#### PROBLEMS AND TASKS
1. Write out everything in the Gem Theater passage from "The Gem had" down to "a long time.".
2. Summarize the Gem Theater passage in two sentences.

#### SOURCE PASSAGE
The Gem had an earlier history, too, before Giovanni was born, when it had an orchestra pit and a big stage and 2,000 seats and was still largely a vaudeville house. Like other big theaters, the Gem often hosted live shows: Bessie Smith, Ida Cox, Cab Calloway, Billie Holliday. That Gem burned down in 1939 and was rebuilt as a conventional movie theater, with no orchestra pit.
The Gem closed with desegregation around 1964. It was later torn down as part of the urban renewal project that gave us the great sweeping nothingness of James White Parkway. The Gem was there for a long time and it has been gone for a long time.
But many don't know that there was another Gem Theater even before that old vaudeville house. As early as 1913 it stood near the same intersection but on the west side of Central. The silent-movie house closed around 1921, about the time the larger Gem, the one that living people remember, opened.
That ancient Gem Theater, the original Gem that no one's old enough to remember, older than the other Gem that was torn down in the '70s, older than the old Gem that burned down in 1939, is in one of the buildings that are still standing in a renovated cluster. The Keller Building is at 106 Summit Hill. The original World-War-I-era Gem opened at 102 Vine, in what's now a renovated apartment building next door.
That fact fascinated Ron Breazeale, who, after he found the traces of that apparently unrelated speakeasy/theater on his third floor, has made an avocation of learning about the old Gem Theater in all its incarnations. He has collected a good deal of Gem memorabilia. Some might say he's gotten a little carried away. Room 1 of the Keller Building is now called the Gem. It's not a theater, but a museum of sorts of movie posters and other Gem relics, from theater seats to the old fireproof sliding-metal projection windows to street photos of Vine and Central during the Gem era.
The movie posters, some in the original display cases, date from the 1940s through the 1960s. Most of them are mainstream features that played at the Gem, like On the Waterfront and forgotten teen magnets like Under Age, Twist Around the Clock and Don't Knock the Twist.
More interesting may be the ones you never see on AMC. The oldest one here, and my favorite, is Professor Creeps, a 1941 all-black chiller from the heyday of the haunted house; it was still in regular rotation on the big screen in the '60s. The rare poster may be the most valuable one here. Comic actor Mantan Moreland, who starred in that movie, was one of those performers who once appeared in person at the Gem.

#### DATA LISTING
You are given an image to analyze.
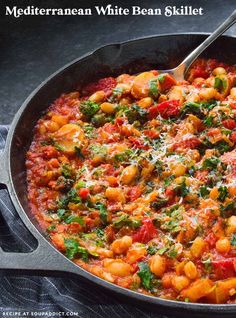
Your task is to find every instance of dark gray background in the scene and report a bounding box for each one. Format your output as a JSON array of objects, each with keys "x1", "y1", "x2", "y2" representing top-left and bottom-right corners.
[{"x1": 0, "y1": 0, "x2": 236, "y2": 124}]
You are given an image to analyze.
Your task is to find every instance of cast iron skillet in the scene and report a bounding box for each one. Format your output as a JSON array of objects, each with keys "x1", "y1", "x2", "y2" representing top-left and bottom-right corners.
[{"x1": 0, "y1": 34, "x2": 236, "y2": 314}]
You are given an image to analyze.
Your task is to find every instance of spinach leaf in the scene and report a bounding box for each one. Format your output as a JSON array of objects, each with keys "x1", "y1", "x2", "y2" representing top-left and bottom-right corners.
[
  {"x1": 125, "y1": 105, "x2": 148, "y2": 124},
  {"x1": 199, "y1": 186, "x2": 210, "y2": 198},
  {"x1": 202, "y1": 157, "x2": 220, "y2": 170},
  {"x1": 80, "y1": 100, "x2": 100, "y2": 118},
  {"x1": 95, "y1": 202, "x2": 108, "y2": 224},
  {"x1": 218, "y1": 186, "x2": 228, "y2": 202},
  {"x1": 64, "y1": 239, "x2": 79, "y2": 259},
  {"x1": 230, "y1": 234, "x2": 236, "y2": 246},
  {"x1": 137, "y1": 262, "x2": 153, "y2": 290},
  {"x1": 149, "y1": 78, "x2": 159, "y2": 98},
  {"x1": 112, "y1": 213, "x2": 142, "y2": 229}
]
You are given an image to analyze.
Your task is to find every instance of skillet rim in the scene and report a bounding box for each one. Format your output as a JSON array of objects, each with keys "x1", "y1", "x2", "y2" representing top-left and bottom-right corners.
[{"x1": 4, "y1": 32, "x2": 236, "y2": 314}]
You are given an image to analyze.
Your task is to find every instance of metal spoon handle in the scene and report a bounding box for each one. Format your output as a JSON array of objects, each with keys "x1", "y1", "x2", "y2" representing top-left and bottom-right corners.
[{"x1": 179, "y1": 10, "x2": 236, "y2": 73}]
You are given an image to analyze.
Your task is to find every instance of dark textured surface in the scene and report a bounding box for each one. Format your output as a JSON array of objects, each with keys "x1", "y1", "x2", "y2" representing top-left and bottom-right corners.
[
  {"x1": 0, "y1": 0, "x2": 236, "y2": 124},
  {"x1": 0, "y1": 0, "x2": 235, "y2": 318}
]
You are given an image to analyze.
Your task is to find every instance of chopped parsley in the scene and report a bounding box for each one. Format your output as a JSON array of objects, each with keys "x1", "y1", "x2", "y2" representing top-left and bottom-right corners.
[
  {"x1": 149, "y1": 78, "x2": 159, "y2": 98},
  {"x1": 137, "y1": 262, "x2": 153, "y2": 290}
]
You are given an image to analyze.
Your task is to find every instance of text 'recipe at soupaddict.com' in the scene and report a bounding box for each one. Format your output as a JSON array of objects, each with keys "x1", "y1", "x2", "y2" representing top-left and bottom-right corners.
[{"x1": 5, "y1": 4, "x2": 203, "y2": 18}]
...
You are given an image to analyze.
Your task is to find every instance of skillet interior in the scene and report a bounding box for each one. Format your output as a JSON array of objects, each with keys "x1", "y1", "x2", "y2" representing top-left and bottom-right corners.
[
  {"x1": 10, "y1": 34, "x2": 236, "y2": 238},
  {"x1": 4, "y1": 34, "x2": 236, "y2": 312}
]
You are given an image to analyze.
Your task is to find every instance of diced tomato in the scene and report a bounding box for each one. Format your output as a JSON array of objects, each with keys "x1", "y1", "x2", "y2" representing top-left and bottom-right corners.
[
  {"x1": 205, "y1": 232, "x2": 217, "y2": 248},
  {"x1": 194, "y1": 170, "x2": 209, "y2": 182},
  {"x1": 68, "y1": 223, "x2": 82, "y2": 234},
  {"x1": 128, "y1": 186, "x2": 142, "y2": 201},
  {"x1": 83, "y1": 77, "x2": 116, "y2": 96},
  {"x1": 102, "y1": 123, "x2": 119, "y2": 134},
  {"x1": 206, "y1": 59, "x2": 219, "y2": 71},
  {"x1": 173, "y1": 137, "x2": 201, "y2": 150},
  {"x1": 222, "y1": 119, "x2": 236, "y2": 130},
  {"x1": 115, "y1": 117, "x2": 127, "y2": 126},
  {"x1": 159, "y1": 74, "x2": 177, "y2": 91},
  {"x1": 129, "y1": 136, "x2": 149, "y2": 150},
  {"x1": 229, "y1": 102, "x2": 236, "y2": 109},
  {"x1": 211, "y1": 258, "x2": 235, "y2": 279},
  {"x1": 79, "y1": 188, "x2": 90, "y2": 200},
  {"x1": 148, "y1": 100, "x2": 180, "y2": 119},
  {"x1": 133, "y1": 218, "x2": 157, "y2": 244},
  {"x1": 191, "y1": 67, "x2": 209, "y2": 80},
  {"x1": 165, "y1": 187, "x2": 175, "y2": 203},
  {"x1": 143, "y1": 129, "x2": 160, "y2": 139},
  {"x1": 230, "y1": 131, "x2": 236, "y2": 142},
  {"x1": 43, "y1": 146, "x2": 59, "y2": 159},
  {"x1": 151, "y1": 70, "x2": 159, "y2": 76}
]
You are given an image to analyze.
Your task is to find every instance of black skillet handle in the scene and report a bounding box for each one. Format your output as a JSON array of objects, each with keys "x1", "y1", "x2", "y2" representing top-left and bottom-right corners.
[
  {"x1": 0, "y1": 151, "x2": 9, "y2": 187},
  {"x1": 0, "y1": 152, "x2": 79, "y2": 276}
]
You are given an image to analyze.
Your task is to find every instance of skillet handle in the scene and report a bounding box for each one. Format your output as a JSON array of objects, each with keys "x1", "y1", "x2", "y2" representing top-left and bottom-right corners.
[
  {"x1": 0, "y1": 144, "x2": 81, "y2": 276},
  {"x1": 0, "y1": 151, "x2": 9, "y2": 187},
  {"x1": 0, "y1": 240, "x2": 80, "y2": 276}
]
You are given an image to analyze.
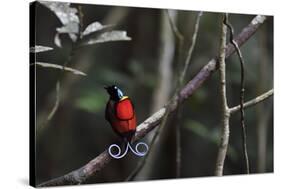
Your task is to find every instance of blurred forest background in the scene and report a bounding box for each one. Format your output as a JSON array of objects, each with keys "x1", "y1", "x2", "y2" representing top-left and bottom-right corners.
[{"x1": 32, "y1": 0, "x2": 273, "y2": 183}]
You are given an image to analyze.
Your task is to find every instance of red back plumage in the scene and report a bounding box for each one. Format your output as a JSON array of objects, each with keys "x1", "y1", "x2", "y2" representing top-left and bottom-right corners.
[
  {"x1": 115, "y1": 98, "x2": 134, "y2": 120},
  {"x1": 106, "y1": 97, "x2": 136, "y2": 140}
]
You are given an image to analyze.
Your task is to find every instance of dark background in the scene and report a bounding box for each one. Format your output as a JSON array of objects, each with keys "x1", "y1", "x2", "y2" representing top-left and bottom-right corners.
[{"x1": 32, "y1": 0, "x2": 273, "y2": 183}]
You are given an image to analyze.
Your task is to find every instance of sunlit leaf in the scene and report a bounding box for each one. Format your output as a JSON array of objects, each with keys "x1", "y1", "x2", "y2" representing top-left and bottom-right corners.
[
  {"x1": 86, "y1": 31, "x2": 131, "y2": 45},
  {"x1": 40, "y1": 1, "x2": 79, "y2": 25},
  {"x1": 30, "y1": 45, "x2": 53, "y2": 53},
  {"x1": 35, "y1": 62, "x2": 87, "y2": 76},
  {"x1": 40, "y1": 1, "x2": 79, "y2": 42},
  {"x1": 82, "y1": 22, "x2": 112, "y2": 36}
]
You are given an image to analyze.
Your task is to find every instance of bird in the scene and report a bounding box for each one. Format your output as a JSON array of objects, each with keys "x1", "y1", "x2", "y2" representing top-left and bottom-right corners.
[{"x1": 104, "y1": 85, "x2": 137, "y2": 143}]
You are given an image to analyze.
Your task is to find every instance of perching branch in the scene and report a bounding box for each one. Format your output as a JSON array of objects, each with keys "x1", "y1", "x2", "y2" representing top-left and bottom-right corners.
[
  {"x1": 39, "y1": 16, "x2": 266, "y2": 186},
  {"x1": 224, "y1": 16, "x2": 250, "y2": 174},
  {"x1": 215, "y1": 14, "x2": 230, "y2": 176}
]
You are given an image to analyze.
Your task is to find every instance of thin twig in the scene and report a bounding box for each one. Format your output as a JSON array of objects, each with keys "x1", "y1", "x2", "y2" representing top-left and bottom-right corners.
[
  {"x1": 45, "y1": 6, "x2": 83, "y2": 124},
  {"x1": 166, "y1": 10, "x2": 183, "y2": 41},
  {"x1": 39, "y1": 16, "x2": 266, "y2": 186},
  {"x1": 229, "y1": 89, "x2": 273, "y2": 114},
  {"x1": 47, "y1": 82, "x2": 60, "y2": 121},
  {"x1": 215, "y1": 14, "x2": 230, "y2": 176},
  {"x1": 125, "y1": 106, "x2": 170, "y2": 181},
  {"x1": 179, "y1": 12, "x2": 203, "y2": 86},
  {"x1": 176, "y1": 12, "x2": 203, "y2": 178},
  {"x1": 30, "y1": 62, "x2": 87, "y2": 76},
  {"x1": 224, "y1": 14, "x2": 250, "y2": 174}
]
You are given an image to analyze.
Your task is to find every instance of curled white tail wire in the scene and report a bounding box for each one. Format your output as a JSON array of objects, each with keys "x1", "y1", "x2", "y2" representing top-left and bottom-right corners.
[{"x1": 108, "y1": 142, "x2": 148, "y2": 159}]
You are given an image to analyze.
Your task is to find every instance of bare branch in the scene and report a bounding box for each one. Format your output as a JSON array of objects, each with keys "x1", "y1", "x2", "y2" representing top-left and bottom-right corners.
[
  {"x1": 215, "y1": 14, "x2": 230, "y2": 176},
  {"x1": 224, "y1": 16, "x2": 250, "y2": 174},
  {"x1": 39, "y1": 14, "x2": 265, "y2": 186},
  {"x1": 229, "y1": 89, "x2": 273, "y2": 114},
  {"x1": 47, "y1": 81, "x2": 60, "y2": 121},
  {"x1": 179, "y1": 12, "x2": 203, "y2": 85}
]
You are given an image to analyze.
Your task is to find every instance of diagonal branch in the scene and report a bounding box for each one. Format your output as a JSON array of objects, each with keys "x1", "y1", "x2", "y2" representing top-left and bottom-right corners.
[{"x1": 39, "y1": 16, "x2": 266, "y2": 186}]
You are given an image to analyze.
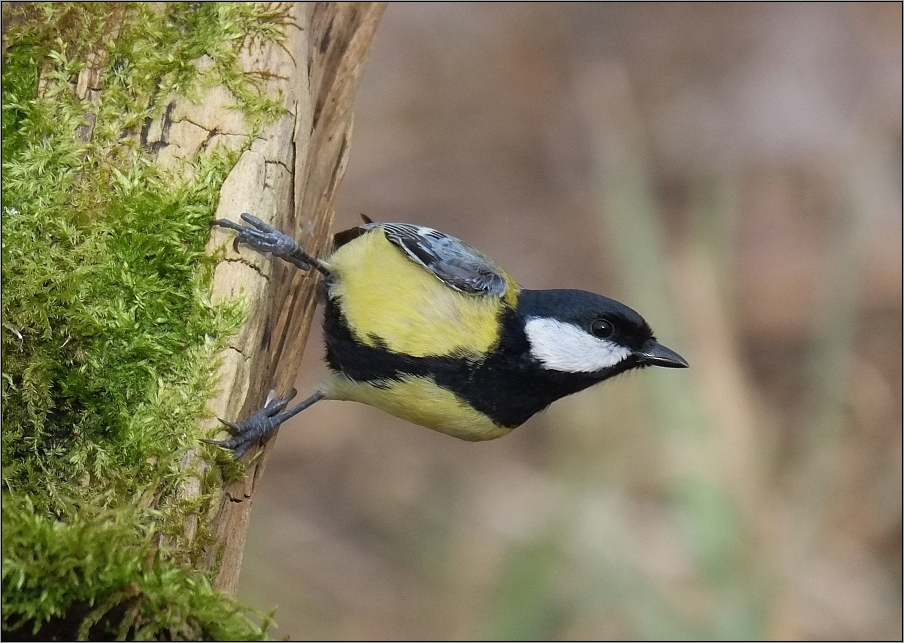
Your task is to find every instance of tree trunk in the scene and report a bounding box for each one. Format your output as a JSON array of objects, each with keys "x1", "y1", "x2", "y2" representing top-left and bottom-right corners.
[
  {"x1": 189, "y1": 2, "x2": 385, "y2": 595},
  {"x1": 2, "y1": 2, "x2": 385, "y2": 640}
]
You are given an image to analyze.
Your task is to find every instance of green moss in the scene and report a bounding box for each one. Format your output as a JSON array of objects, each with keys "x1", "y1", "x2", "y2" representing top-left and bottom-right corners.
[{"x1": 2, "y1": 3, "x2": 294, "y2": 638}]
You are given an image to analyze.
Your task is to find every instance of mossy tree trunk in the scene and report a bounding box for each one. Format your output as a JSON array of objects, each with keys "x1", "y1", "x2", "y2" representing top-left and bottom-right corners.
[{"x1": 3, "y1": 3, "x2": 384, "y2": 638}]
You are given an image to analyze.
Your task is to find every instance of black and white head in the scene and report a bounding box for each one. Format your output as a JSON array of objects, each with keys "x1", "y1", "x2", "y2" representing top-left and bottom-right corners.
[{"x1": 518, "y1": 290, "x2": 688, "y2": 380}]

#### SOLUTIONS TO THE EXERCISE
1.
The Gem had an earlier history, too, before Giovanni was born, when it had an orchestra pit and a big stage and 2,000 seats and was still largely a vaudeville house. Like other big theaters, the Gem often hosted live shows: Bessie Smith, Ida Cox, Cab Calloway, Billie Holliday. That Gem burned down in 1939 and was rebuilt as a conventional movie theater, with no orchestra pit.
The Gem closed with desegregation around 1964. It was later torn down as part of the urban renewal project that gave us the great sweeping nothingness of James White Parkway. The Gem was there for a long time and it has been gone for a long time.

2. The Gem Theater had several incarnations: a silent-movie house at 102 Vine from as early as 1913 until around 1921, a larger vaudeville house that hosted live shows and burned down in 1939, and a rebuilt movie theater that closed around 1964 and was later torn down. Ron Breazeale has collected Gem memorabilia, and Room 1 of the Keller Building, now called the Gem, serves as a museum of sorts for movie posters and other relics of the theater.